▶ _Data listing_

***

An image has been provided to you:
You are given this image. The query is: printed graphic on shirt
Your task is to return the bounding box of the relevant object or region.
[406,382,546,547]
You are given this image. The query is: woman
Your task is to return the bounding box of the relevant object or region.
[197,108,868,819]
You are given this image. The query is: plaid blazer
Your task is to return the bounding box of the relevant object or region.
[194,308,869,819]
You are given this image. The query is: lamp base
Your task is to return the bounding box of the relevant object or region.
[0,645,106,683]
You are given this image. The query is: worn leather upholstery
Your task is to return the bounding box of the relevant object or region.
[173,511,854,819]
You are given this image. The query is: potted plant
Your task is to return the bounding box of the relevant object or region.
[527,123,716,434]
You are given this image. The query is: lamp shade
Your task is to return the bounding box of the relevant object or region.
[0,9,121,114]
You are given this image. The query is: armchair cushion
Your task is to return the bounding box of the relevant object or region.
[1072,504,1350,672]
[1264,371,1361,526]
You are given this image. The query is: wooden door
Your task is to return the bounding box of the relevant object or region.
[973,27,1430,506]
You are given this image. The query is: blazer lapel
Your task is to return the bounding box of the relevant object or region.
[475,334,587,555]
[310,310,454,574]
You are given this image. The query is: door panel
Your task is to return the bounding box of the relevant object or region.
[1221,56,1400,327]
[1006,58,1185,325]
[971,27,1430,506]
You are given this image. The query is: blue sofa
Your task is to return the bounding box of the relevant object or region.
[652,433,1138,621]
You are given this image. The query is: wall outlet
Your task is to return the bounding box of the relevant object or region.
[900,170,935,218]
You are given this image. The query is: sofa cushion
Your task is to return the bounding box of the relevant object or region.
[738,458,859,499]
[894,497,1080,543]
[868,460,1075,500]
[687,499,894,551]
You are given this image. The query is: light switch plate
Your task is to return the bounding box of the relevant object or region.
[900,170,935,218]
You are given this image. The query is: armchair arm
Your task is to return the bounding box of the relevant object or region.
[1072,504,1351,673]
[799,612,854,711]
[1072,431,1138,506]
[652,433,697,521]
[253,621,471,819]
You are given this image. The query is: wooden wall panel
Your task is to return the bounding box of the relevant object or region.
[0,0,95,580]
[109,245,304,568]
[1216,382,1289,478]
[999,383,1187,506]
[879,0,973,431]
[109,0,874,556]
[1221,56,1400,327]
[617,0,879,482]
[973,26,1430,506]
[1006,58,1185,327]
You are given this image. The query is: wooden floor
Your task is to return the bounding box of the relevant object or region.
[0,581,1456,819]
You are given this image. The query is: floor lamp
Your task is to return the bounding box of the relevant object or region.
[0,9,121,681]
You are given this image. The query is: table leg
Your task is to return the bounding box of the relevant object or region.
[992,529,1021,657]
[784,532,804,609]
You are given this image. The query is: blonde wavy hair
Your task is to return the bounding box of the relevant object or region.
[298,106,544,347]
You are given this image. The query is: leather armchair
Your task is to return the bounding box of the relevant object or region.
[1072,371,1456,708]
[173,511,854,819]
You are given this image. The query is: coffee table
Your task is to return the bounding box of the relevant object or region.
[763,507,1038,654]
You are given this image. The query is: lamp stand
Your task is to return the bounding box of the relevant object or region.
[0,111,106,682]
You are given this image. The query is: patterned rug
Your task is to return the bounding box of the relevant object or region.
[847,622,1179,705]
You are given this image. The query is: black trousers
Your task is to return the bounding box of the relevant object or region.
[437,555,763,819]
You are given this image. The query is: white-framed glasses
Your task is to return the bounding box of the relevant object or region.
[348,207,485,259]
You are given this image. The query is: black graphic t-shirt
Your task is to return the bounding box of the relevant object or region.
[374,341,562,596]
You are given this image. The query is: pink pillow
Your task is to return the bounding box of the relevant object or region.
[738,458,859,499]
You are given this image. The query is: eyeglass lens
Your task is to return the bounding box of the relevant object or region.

***

▶ _Goal_
Rewrite all the rows above with "query" changed to "prompt" and nothing else altered.

▶ _Reply_
An image has been provided to you:
You are given this image. The prompt is: printed graphic on shirt
Your task is to return the bounding box of the relevant object or region.
[406,382,546,547]
You are given this image. The prompt is: woman
Your task is to return the bounding box of the relevant object or region.
[197,108,868,819]
You are given this image. The prompt is: plaid blazer
Your task is to return the bounding box of the relevant object or region.
[194,308,869,819]
You are given this image. The prompt is: lamp base
Your task is to return the bounding box of the relevant object or region.
[0,645,106,683]
You are given this image. The prompt is: worn leather upholstery
Your task is to return the bounding box of the relevant object or region.
[173,511,854,819]
You are given this image. The prompt is: potted plant
Your task is to return the bounding box of the relevant object or region.
[527,123,716,434]
You are given this image. The prompt is: lamp shade
Your task is to return the bounding box of the relevant object or region.
[0,9,121,114]
You are given this image. The prompt is: armchair cushion
Your task is to return the bounding box of the relevant object or region.
[1072,504,1350,672]
[1264,371,1361,526]
You are given this image. The prompt is: wooden door
Your task is to return the bounding box of the relevant object or region.
[973,27,1430,506]
You are given this image. The prompt is: blazer lapel
Your task is to return the bounding box of the relevant object or region.
[475,334,587,555]
[310,310,454,574]
You are given this image. The prompt is: door panel
Your task is to return the bounding box of the relevant object or region.
[1221,56,1400,327]
[1006,58,1185,325]
[971,27,1430,506]
You are given this image. The prompt is: blue sofa
Your task is to return the bounding box of the relevant object or region.
[652,433,1138,621]
You are given this image. The prompt is: wall outlet
Your task is to return the bounding box of the relevant object or region.
[900,170,935,218]
You are given this image. The prompt is: sofa cushion
Your task is to return the bounding box of the relevant object or region.
[738,458,859,499]
[894,497,1080,543]
[868,460,1075,500]
[687,499,894,551]
You are given this image. The prompt is: light switch plate
Your task is to return the bounding box of the relevant object or region.
[900,170,935,218]
You are given this image. The prompt is: armchair arm
Your task is to return the bounding box of the relevant object or region.
[1072,504,1351,673]
[799,612,854,711]
[1072,431,1138,506]
[652,433,697,521]
[253,621,471,819]
You are given this image. The prompt is: wooden wall panel
Your task is to return the bounding box of the relevant object or region.
[0,0,95,580]
[109,245,304,568]
[1216,382,1289,478]
[999,383,1187,506]
[879,0,973,431]
[109,0,874,556]
[1221,56,1400,327]
[617,0,879,482]
[973,26,1430,506]
[1006,58,1185,327]
You are given this image. The prompt is: wooden floor
Your task is to return the bounding box of the relevant object or region.
[0,581,1456,819]
You are given this image. The prompt is: floor lamp
Your task is to return the bounding box of the relevant object or region.
[0,9,121,681]
You are given this image. The prompt is: table leg
Your task is to return the bounding box of the relevant object or region.
[992,529,1021,657]
[784,532,804,609]
You are given this image. The prompt is: blonde wavy hair
Your task is to return the bounding box of the relevant object or region.
[298,106,544,347]
You are given this image. The prompt is: leather armchair
Your task is to return the bounding box of the relevant object or region.
[1072,371,1456,708]
[173,511,854,819]
You are given this image. The prompt is: coffee table
Your task is to return the bounding box of the relevant object or region.
[763,507,1038,654]
You are given this image. The prompt is: lamp stand
Your task is to return the bounding box of the relevant object or region.
[0,111,106,682]
You are given this image. The prompt is: patterned rug
Your task is to return the bounding box of the relevant object or region.
[847,622,1179,705]
You are given this image. The prompt is: black trousers
Your task is to return the bounding box of the relevant object or region.
[437,555,763,819]
You are given this image. The prompt is: white-framed glasses
Your task is to return the bounding box of the relevant object or region.
[348,207,485,259]
You are given this image. The prompt is: black graphic t-shirt
Your task is to return the bounding box of the relevant object or region.
[374,341,562,596]
You are given this image. The prompt is: pink pillow
Your task is to return the bounding box of the relevant object or region.
[738,458,859,499]
You are given this image. The prompt is: eyeglass lens
Your task is to return the bounding box of the relevant object or region.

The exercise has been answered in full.